» **TASK GOAL**:
Retype all of the records that follow, line for line, with no changes.

» **SOURCE MATERIAL**:
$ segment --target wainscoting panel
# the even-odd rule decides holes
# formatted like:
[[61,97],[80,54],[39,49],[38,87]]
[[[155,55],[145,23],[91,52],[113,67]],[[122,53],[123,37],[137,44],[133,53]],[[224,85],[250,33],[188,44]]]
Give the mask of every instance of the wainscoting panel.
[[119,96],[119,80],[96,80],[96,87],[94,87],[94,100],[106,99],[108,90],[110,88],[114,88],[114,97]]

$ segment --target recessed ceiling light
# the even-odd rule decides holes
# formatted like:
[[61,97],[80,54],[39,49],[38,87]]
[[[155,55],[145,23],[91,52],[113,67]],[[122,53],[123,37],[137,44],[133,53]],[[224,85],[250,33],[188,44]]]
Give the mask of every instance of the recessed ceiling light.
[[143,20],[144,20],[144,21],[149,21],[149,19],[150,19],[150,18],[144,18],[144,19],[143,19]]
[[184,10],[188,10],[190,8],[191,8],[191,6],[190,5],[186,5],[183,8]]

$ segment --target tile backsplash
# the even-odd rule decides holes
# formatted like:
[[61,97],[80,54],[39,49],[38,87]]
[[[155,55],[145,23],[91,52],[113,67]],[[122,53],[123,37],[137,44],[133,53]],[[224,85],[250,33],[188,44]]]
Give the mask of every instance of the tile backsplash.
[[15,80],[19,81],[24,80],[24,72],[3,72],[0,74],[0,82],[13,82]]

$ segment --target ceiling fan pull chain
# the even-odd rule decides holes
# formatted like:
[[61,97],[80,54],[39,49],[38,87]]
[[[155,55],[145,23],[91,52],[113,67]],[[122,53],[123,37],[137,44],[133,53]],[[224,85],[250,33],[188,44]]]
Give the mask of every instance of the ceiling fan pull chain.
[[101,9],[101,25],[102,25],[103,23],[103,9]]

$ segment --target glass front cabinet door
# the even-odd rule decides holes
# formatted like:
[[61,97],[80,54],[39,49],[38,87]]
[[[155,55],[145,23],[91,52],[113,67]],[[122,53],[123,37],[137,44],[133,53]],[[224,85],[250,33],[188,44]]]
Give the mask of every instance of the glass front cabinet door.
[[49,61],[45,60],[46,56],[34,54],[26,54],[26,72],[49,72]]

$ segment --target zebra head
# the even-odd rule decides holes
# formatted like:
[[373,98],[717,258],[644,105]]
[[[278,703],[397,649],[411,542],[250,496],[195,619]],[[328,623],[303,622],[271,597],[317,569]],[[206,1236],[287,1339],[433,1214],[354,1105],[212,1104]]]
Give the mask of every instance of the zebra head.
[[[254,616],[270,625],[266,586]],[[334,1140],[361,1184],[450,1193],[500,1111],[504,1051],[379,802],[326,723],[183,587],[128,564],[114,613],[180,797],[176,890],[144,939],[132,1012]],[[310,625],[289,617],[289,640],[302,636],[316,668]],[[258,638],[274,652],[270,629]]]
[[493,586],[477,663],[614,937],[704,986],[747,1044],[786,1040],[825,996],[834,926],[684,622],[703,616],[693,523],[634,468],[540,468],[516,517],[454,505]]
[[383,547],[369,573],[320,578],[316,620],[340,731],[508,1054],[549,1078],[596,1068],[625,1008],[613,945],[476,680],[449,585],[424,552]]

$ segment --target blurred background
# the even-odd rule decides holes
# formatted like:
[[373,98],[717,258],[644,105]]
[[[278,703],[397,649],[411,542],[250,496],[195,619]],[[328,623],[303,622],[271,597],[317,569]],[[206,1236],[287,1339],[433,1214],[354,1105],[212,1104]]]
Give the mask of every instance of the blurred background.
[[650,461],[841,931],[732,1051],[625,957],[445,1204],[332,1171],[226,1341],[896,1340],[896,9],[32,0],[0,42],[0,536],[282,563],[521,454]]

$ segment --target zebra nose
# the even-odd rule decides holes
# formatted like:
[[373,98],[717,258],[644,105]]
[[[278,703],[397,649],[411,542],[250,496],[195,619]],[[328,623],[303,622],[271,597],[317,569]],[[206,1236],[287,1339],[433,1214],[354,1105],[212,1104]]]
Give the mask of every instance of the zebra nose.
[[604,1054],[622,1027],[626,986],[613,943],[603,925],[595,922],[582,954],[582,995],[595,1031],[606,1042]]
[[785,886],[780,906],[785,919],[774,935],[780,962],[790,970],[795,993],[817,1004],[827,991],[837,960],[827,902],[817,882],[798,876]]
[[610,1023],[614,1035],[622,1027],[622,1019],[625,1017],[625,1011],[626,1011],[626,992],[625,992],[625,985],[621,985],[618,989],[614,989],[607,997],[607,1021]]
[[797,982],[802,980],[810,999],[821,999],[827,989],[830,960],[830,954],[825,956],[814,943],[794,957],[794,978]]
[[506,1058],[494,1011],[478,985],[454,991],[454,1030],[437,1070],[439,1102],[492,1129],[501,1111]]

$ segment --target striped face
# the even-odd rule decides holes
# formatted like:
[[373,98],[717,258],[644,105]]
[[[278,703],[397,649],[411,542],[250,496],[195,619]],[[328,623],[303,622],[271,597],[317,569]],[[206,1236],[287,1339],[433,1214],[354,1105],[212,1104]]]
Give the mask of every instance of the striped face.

» **SOLUTION FOR THIS PROBLEM**:
$ segment --target wainscoting panel
# the even-odd rule decides holes
# formatted like:
[[61,97],[80,54],[39,49],[38,87]]
[[[155,55],[145,23],[91,52],[113,67]],[[122,53],[123,37],[137,44],[133,53]],[[224,85],[250,33],[188,44]]]
Give the mask of every instance of the wainscoting panel.
[[119,96],[119,80],[96,80],[96,87],[94,87],[94,100],[106,99],[108,90],[110,88],[114,88],[114,97]]

$ segment --target recessed ceiling light
# the even-odd rule decides holes
# formatted like:
[[61,97],[80,54],[39,49],[38,87]]
[[[155,55],[145,23],[91,52],[113,67]],[[122,53],[123,37],[137,44],[133,53]],[[224,85],[250,33],[188,44]]]
Give the mask of every instance of the recessed ceiling light.
[[143,20],[144,20],[144,21],[149,21],[149,19],[150,19],[150,18],[144,18],[144,19],[143,19]]
[[184,10],[188,10],[190,8],[191,8],[191,6],[190,5],[186,5],[183,8]]

$ segment --target tile backsplash
# the even-odd rule decides holes
# formatted like:
[[61,97],[80,54],[39,49],[38,87]]
[[[155,55],[145,23],[91,52],[113,67]],[[122,53],[123,37],[137,44],[133,53]],[[224,85],[250,33],[188,44]]]
Give the mask of every instance of the tile backsplash.
[[15,80],[19,81],[24,80],[24,72],[3,72],[0,74],[0,82],[13,82]]

$ segment --target ceiling fan pull chain
# the even-odd rule decides holes
# formatted like:
[[61,97],[80,54],[39,49],[38,87]]
[[[155,55],[145,23],[91,52],[113,67]],[[122,53],[123,37],[137,44],[133,53]],[[224,85],[250,33],[188,44]]]
Give the mask of every instance of the ceiling fan pull chain.
[[101,9],[101,25],[102,25],[103,23],[103,9]]

$ segment --target glass front cabinet door
# the even-odd rule decides holes
# formatted like:
[[61,97],[80,54],[39,49],[38,87]]
[[[155,55],[145,23],[91,52],[113,67]],[[122,53],[123,37],[137,44],[133,53]],[[224,85],[250,33],[188,44]]]
Give the mask of every instance of the glass front cabinet door.
[[49,61],[45,60],[46,56],[34,54],[26,54],[26,72],[49,72]]

$ segment --target zebra head
# the even-odd rule decides holes
# formatted like:
[[373,98],[717,258],[644,105]]
[[[278,703],[397,649],[411,542],[250,496],[195,619]],[[328,623],[303,622],[271,597],[317,569]],[[206,1236],[287,1339],[433,1214],[354,1105],[212,1104]]]
Give the mask of every instance of the zebra head.
[[[254,616],[270,625],[266,586]],[[334,1140],[361,1184],[450,1193],[500,1111],[504,1051],[379,802],[326,723],[183,587],[128,564],[114,613],[180,797],[176,890],[144,939],[132,1012]],[[310,625],[289,617],[289,640],[302,636],[316,668]],[[258,638],[274,652],[270,629]]]
[[493,586],[477,663],[614,937],[704,986],[747,1044],[786,1040],[825,996],[834,926],[684,622],[703,616],[693,523],[634,468],[540,468],[516,517],[454,505]]
[[383,547],[369,573],[320,578],[316,620],[340,731],[508,1054],[549,1078],[596,1068],[625,1008],[613,945],[476,680],[449,585],[424,552]]

$ segment --target blurred background
# the even-odd rule decides holes
# formatted like:
[[373,98],[717,258],[644,105]]
[[[278,703],[397,649],[411,542],[250,496],[195,619]],[[328,623],[303,622],[271,597],[317,569]],[[206,1236],[287,1339],[433,1214],[354,1105],[212,1104]]]
Give the mask of every instance of the blurred background.
[[650,461],[841,931],[732,1051],[625,957],[445,1204],[332,1171],[226,1341],[896,1340],[896,9],[32,0],[0,42],[0,536],[282,563],[521,454]]

$ segment --target zebra nose
# the even-odd rule decides holes
# formatted like:
[[373,98],[717,258],[644,105]]
[[[278,703],[397,649],[411,542],[250,496],[195,619]],[[328,623],[303,622],[271,597],[317,569]],[[206,1236],[287,1339],[433,1214],[354,1105],[212,1104]]]
Give the mask of every instance of the zebra nose.
[[604,1054],[622,1027],[626,986],[613,943],[603,925],[595,922],[582,954],[582,995],[595,1031],[606,1042]]
[[785,886],[780,906],[785,919],[774,935],[780,962],[790,970],[795,993],[817,1004],[827,991],[837,960],[827,902],[817,882],[798,876]]
[[610,1023],[614,1035],[622,1027],[622,1019],[625,1017],[625,1011],[626,1011],[626,992],[625,992],[625,985],[621,985],[618,989],[614,989],[607,997],[607,1021]]
[[797,982],[802,980],[810,999],[821,999],[827,989],[830,960],[830,954],[825,956],[814,943],[794,957],[794,978]]
[[506,1058],[494,1011],[478,985],[454,991],[454,1030],[437,1070],[439,1102],[492,1129],[501,1111]]

$ segment --target striped face
# the even-odd rule decides holes
# formatted like:
[[373,98],[717,258],[644,105]]
[[[278,703],[397,649],[411,542],[250,496],[195,619]],[[328,623],[303,622],[271,597],[317,569]],[[206,1236],[287,1339],[433,1214],[354,1105],[212,1104]]]
Give the mask of every instance of the striped face.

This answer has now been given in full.